*** Opening PASSAGE ***

A smattering of festival-goers took the opportunity to wear costumes throughout the three-day event, but everyone came out in full force on Sunday, donning superhero costumes, animal and fruit onesies, and cosplay memes. There was a huge contingent of Ranger Dave’s—the festival’s official mascot, several Ted Lasso’s, and at least one very convincing Hunter S. Thompson, as played by Johnny Depp in Fear & Loathing in Las Vegas. I myself was an avocado in search of toast but was overjoyed when a trio of other avocadoes found me, no mean feat in an event that saw more than 70,000 people each day.

Atmospheric river, the weather system of torrential rains and strong winds that saw flash flooding in the Bay Area the previous weekend, meant that the muddy, wet ground was covered with sand in several areas including the fields in front of Land’s End and Sutro stages—giving walks to see acts there an easy, beachside vibe, as folks set their Outside Lands blankets down. San Francisco’s fog rolled in predictability at different points but miraculously we were spared rain. The heavens did open early Monday morning and rained continuously till evening.

There was no dampening the spirits of music fans at the festival. Many felt confident of the city’s strict mandates for COVID vaccines and negative tests. On the shuttles, Muni buses, and even in lines to get in, staff were on hand to tell people to pull their mask over their noses. Once inside the grounds, most people were maskless. After almost 18 months without live music, many were poised for a good time.

Tame Impala
Tame Impala
Sharon Van Etten
Sharon Van Etten
Tyler, the Creator
Tyler, the Creator
Caroline Polachek
Caroline Polachek

Headliners—Tame Impala (who dressed as The Wiggles), Lizzo (had a Squid Games costume change), and The Strokes (neglected to play dress up)—pulled the biggest crowds but Tyler, the Creator’s set at the Twin Peaks stage was one of the most talked about. He had an impressive, actual speedboat onstage. It rocked violently as he performed “Lemonhead” from in it. “It’s nigg*s in the crowd. It’s usually white people only,” he observed, “I feel safe,” the irony not lost on anyone. It is a credit to festival organizers, Another Planet Entertainment (APE), that they’ve always strived to be inclusive with the festival’s lineup. And if they’re not, Bay Area fans are very vocal.

More than a hundred acts were on the bill over the weekend offering diverse acts from rap to EDM, DJs to indie rock, even Mongolian throat singers, The Hu. Caroline Polacheck dressed as Marie Antoinette, Sharon Van Etten commanding the fog and then performing a duet with Angel Olsen, Lord Huron, Bartees Strange, Hinds, and Vampire Weekend were some of the indie rock crowd’s favorites. The latter drew out the best vibes with nostalgic, aughts favorites— “Oxford Comma,” “Step,” and “A-Punk” alongside their 2020 Father Of The Bride highlights, “Harmony Hall” and “This Life.” It was also their first concert in two years, and their only gig of 2021.

*** Closing PASSAGE ***
*** Opening EXERCISE DATA ***

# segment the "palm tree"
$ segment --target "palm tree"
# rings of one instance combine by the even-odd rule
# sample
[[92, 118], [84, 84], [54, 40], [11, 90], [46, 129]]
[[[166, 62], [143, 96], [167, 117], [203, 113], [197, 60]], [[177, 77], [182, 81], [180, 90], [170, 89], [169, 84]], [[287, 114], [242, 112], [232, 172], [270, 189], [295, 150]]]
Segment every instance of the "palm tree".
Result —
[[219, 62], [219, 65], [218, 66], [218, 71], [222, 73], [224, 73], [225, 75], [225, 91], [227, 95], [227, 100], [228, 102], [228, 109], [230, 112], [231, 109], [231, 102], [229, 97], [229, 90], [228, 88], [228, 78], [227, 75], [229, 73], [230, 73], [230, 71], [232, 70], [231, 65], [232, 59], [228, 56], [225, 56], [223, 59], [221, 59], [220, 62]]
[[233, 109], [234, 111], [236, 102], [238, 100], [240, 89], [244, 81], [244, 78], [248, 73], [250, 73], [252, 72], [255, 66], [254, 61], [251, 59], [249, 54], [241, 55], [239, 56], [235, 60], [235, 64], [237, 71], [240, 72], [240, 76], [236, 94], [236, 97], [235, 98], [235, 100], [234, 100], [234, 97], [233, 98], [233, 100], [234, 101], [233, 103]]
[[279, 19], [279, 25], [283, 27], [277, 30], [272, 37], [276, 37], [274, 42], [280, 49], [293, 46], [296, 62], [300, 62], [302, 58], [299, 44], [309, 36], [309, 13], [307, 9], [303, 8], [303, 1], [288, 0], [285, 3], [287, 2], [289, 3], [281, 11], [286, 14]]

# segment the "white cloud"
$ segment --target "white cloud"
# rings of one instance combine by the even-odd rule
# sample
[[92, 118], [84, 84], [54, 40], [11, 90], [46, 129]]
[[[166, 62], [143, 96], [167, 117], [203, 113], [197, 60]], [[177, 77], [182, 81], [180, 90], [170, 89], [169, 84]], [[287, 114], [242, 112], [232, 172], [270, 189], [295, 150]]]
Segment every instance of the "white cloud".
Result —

*** Closing EXERCISE DATA ***
*** Opening EXERCISE DATA ***

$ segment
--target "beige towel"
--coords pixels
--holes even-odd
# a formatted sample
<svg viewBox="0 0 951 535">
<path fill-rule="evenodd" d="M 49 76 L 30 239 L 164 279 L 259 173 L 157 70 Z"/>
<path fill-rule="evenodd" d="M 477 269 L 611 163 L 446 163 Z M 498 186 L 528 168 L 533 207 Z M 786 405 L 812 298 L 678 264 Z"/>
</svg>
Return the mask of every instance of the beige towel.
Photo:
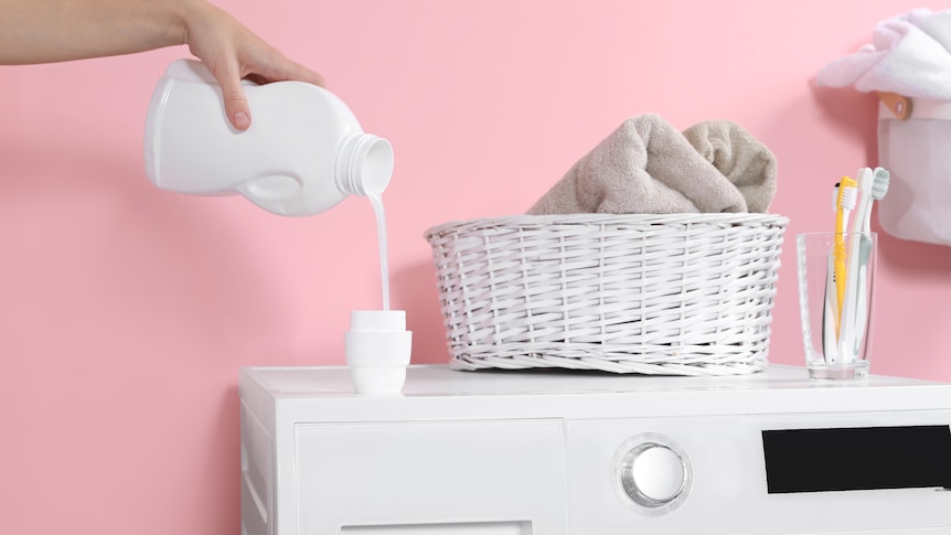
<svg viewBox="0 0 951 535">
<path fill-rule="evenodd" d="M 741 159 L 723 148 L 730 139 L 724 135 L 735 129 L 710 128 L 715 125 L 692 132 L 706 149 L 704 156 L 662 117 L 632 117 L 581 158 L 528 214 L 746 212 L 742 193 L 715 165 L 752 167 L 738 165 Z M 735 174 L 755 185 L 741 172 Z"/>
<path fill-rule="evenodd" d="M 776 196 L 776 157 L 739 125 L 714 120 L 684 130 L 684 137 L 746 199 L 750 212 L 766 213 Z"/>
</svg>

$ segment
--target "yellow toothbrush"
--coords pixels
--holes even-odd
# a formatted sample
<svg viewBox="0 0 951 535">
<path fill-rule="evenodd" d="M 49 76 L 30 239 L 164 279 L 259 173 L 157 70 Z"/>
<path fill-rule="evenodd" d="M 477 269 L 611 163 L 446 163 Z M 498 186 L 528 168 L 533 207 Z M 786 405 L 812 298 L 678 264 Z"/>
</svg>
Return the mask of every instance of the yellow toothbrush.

*** Closing EXERCISE DATA ***
*** Opening EXERCISE DATA ***

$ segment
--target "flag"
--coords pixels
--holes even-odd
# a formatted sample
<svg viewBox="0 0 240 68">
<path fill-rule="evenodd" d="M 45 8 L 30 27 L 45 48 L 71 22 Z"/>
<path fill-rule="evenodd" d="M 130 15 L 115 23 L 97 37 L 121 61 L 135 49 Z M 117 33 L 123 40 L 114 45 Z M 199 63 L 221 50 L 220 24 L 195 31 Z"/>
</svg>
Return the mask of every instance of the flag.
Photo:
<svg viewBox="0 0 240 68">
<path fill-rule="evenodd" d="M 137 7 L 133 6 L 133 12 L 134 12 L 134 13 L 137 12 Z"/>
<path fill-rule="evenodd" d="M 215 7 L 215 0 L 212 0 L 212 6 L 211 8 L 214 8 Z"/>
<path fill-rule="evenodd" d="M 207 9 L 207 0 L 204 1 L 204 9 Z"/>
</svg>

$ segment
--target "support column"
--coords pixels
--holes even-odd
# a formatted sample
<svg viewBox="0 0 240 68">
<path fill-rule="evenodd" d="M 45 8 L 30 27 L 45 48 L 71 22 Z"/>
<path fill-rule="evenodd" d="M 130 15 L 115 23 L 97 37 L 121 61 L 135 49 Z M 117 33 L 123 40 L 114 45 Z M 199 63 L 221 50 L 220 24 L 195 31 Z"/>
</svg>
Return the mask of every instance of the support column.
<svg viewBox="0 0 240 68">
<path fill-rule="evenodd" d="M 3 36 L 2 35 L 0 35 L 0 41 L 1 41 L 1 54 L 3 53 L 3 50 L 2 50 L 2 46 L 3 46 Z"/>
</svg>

*** Closing EXERCISE DATA ***

WHAT IS REQUIRED
Copy the festival review from "More than a" up to and including "gig of 2021.", swapping "indie rock" for "alternative rock".

RESPONSE
More than a hundred acts were on the bill over the weekend offering diverse acts from rap to EDM, DJs to alternative rock, even Mongolian throat singers, The Hu. Caroline Polacheck dressed as Marie Antoinette, Sharon Van Etten commanding the fog and then performing a duet with Angel Olsen, Lord Huron, Bartees Strange, Hinds, and Vampire Weekend were some of the alternative rock crowd’s favorites. The latter drew out the best vibes with nostalgic, aughts favorites— “Oxford Comma,” “Step,” and “A-Punk” alongside their 2020 Father Of The Bride highlights, “Harmony Hall” and “This Life.” It was also their first concert in two years, and their only gig of 2021.